> **Work task A**
Answer these about the Havana Times piece on COVID-19 in Havana:
(i) How far apart must people stand in the lines to buy chicken or detergent?
(ii) In what year did the documentary "Breton is a baby" come out?
(iii) What does the piece say has been exposed along with the drama of the coronavirus pandemic?
> **Work task B**
Carry the Havana Times piece on COVID-19 in Havana further, going on from its last sentence.

> **Given passage**
By Rachel D. Rojas (Progreso Weekly)
HAVANA TIMES – Over the course of the past week surrealism has spread almost as quickly as the COVID-19 virus. At least in Havana… They’re telling us we cannot hug and greet each other with the usual kiss?
Now the long lines to buy chicken or detergent are ordered to keep a distance of one meter between each person? No more concerts, theater, dances, parties, cinemas… not even CDR meetings? No one can leave or enter the Island?
That our elder citizens are at a higher risk than even before? And that toilet paper is running out in stores here, but also in other countries? And then there are the many Cuban artists who broadcast their concerts online for you to download, but the country’s only telecommunications company still charges us the ridiculous prices they do, probably the highest in the world, in order for us to purchase data packages?
Yes. All of this is happening. The idea of the absurd as a daily fact in Cuba has already been discussed many times. We even have the classic 2008 documentary, “Breton is a baby” — about the surrealist artist. Examples abound. But now we are facing the absurdity that’s been spilled around the world like a slap across the face.
Yes… it’s been a surreal few days. And each and every person on earth is being affected. Sick or not, fragile or not so, every human being will feel the adverse effects of the day after coronavirus. Some are already suffering from them. What other story in the past 30 years has belonged to all of us?
In Cuba, some already consciously have started practicing social self-isolation, even before it was ordered by the authorities. And something has been exposed along with the drama of the coronavirus pandemic, the parallel dimensions that coexist in time and space: privileges. They’ve always been there, but now more get to see them and act accordingly.

> **Material shown**
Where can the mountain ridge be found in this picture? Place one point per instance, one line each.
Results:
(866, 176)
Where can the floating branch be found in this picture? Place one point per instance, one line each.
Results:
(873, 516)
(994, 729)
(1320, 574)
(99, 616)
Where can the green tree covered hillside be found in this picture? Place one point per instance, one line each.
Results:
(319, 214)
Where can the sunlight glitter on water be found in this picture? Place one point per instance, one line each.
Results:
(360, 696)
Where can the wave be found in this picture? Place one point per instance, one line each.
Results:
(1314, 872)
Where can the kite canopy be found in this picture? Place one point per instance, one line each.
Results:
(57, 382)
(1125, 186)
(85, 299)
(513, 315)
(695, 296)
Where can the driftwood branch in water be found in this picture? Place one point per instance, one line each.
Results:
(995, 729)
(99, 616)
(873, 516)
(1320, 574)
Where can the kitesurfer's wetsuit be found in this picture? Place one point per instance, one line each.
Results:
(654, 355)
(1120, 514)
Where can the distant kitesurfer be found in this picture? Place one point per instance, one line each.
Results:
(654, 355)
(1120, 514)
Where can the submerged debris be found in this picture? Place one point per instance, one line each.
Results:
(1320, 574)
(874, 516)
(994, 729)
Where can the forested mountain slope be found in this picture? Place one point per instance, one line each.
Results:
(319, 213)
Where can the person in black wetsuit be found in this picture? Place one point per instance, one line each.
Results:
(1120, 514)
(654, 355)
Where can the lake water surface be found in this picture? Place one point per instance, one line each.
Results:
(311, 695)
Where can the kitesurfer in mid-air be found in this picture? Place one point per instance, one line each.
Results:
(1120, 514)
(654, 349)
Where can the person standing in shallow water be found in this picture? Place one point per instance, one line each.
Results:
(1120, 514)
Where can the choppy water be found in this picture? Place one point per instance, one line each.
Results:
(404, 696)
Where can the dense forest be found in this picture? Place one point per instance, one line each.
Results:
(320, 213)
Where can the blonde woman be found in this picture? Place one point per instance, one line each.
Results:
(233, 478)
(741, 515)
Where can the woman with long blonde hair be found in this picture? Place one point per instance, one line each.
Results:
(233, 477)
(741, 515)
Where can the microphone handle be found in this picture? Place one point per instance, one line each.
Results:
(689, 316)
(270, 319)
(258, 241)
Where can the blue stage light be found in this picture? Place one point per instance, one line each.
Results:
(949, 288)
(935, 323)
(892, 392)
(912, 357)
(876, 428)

> **Written response A**
(i) One meter
(ii) 2008
(iii) Privileges

> **Written response B**
There are few of us sharing funny memes about the quarantine, about the silly, carefree, relaxed or comfortable ways to spend the days at home. Fewer still if we compare ourselves with the more than 11 million people who inhabit this Island.
It is a minority who can afford to work from home, who are not at risk of losing their jobs and with it their livelihood and that of their family, or who see their income suddenly drop; or those who can consider reading those books he or she meant to read, or listen to music, or fix around the house as you’ve been planning to, or exercise at home with others via Facebook; or even those who enjoy an online concert; or can close their doors to the outside world because their pantries are stock-full of stuff to eat.
How many Cubans do not have someone else to care for: children, an elderly parent, someone sick at home, especially the women?
Many, many people will not be able to stop working (in spite of the risks), not only because one cannot put a complete stop to the work of the nation, but also because they cannot afford that luxury themselves. Cuba’s social security system protects you, something others around the world may not have. But it is one thing not to starve, it is quite another to have the necessary resources to be quarantined, and the life that follows. And I’m not talking of a privileged life, but one with dignity.
Ideal conditions to stop the spread of this virus is certainly enjoyed by very few. And although the logic in our country has been to distribute poverty not wealth, it is not currently my logic. What is desirable are privileges that, if universal, would be considered rights. But that is not reality. The physicality of social distancing is a must to stop the pandemic. The social aspect must come from the solidarity with those around us, especially the most vulnerable. Selfishness in times of calamity is a crime.
In other countries with a more serious epidemiological situation, and whose people have been in isolation already for days, we’ve seen reports of neighborhood networks organized to take out the garbage, go to the pharmacy, or shop for the elderly who live by themselves, or tend to the sick, or simply care for children not in school and who demand more time and attention. They call them Mutual Aid Citizen Networks.
The goal is to lend a helping hand to those most in need so that their confinement does not render them invisible. Dozens of these types of initiatives have spontaneously been born from the heart of the crisis. Because this pandemic should be epidemiological, and economic because there is no other remedy, but never should it render us inhumane.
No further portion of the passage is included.